* PROBLEM DESCRIPTION
Without any pictures, copy the records below once more, exactly as they are.

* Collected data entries
• • •

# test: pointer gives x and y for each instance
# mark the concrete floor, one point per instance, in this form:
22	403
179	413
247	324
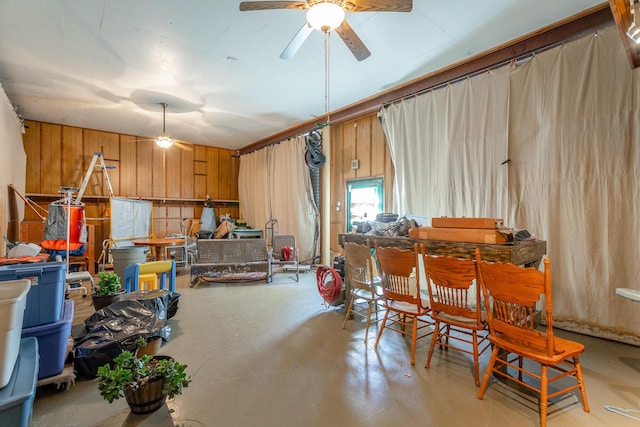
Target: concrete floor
274	355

• • •

* WRITTEN SOLUTION
# test: pointer gives x and y for each instance
# mark the concrete floor, one point per instance, in this form:
22	403
179	413
247	324
Target: concrete floor
274	355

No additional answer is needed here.